My EKO Notes

Materi Seputar Ekonomi

Keselamatan dan Kesehatan Kerja (K3)


Menurut Mondy (2008) keselamatan kerja adalah perlindungan karyawan dari luka-luka yang disebabkan oleh kecelakaan yang terkait dengan pekerjaan. Resiko keselamatan merupakan aspek-aspek dari lingkungan kerja yang dapat menyebabkan kebakaran, ketakutan aliran listrik, terpotong, luka memar, keseleo, patah tulang, kerugian alat tubuh, penglihatan dan pendengaran.
Sedangkan kesehatan kerja menurut Mondy (2008) adalah kebebasan dari kekerasan fisik. Resiko kesehatan merupakan faktor-faktor dalam lingkungan kerja yang bekerja melebihi periode waktu yang ditentukan, lingkungan yang dapat membuat stres emosi atau gangguan fisik.

■ ■ ■ ■

### Latihan Singkat 1:
Tuliskan kembali tanpa perubahan bagian baris data yang dimulai dari baris pertama dan berakhir pada baris yang memuat "The rings of". Kedua ujungnya ikut disertakan.

### Baris Data:
■ ■ ■ ■

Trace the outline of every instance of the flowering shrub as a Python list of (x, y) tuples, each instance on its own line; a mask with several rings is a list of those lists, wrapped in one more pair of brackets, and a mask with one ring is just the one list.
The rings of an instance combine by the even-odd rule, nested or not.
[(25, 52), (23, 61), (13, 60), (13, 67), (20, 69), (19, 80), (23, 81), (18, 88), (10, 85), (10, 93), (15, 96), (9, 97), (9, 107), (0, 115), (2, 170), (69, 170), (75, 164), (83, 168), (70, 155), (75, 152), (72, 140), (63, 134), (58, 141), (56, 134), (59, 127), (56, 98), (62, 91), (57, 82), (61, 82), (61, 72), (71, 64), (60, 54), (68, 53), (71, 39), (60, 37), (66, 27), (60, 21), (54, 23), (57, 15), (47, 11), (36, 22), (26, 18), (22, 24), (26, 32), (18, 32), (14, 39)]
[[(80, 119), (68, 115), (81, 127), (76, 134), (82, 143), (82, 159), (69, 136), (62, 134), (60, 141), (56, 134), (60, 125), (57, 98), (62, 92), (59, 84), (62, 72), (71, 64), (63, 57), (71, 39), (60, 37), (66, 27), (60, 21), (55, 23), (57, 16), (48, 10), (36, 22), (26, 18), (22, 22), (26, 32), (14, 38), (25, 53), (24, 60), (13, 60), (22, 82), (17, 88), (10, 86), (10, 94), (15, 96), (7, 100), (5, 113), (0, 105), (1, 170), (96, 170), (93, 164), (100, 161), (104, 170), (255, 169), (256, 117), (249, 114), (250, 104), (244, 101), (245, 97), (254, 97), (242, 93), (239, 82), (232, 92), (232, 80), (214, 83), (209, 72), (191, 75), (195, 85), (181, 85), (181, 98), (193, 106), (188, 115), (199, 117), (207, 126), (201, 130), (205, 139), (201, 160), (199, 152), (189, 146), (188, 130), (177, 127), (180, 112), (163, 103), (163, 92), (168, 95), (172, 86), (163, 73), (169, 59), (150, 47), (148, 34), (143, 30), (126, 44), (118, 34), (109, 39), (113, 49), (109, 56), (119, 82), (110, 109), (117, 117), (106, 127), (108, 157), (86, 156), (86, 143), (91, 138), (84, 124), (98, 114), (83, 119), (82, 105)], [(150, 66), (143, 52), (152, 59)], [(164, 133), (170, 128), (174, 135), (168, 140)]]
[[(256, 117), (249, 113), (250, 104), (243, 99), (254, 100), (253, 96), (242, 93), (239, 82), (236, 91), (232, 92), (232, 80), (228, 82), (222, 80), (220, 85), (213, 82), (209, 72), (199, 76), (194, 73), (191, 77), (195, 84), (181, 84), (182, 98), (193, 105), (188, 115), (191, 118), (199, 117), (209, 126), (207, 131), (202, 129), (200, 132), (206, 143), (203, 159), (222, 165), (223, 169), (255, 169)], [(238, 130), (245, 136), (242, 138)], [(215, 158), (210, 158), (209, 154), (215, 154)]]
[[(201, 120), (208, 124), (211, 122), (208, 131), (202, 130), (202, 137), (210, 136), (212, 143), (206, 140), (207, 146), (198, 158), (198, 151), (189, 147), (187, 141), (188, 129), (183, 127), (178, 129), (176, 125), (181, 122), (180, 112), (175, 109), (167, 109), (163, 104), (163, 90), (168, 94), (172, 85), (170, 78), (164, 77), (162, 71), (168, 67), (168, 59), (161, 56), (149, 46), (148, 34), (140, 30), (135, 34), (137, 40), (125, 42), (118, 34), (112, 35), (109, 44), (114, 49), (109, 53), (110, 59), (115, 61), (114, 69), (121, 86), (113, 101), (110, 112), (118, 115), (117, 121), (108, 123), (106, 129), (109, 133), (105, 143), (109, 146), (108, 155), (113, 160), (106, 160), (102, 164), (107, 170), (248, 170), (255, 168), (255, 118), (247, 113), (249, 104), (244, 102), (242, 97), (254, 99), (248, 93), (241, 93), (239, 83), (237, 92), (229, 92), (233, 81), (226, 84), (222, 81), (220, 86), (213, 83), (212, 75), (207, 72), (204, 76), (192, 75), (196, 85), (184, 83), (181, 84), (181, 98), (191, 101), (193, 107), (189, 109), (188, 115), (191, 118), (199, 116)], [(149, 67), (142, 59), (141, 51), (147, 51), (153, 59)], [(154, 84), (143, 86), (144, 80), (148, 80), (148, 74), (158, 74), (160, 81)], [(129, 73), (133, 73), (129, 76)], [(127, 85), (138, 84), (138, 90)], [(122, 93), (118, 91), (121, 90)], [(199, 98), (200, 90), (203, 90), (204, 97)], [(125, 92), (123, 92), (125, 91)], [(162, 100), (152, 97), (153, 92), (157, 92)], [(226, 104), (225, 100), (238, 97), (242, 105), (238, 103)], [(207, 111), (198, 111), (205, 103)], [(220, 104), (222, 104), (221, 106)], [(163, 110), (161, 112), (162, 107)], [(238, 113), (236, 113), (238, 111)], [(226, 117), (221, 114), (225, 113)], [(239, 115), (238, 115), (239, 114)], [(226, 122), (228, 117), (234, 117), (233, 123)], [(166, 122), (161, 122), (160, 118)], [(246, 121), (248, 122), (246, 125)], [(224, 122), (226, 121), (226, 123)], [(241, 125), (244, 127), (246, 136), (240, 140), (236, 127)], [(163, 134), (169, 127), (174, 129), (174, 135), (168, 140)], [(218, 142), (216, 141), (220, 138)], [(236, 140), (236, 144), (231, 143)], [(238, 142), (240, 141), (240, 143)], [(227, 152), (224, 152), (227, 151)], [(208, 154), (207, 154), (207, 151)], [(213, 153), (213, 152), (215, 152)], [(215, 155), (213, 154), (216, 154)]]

■ ■ ■ ■

### Latihan Singkat 2:
Dalam kutipan tentang K3, bagaimana Mondy (2008) mendefinisikan kesehatan kerja?

### Pembahasan Jawaban 1:
Trace the outline of every instance of the flowering shrub as a Python list of (x, y) tuples, each instance on its own line; a mask with several rings is a list of those lists, wrapped in one more pair of brackets, and a mask with one ring is just the one list.
The rings of an instance combine by the even-odd rule, nested or not.

### Pembahasan Jawaban 2:
Kesehatan kerja adalah kebebasan dari kekerasan fisik.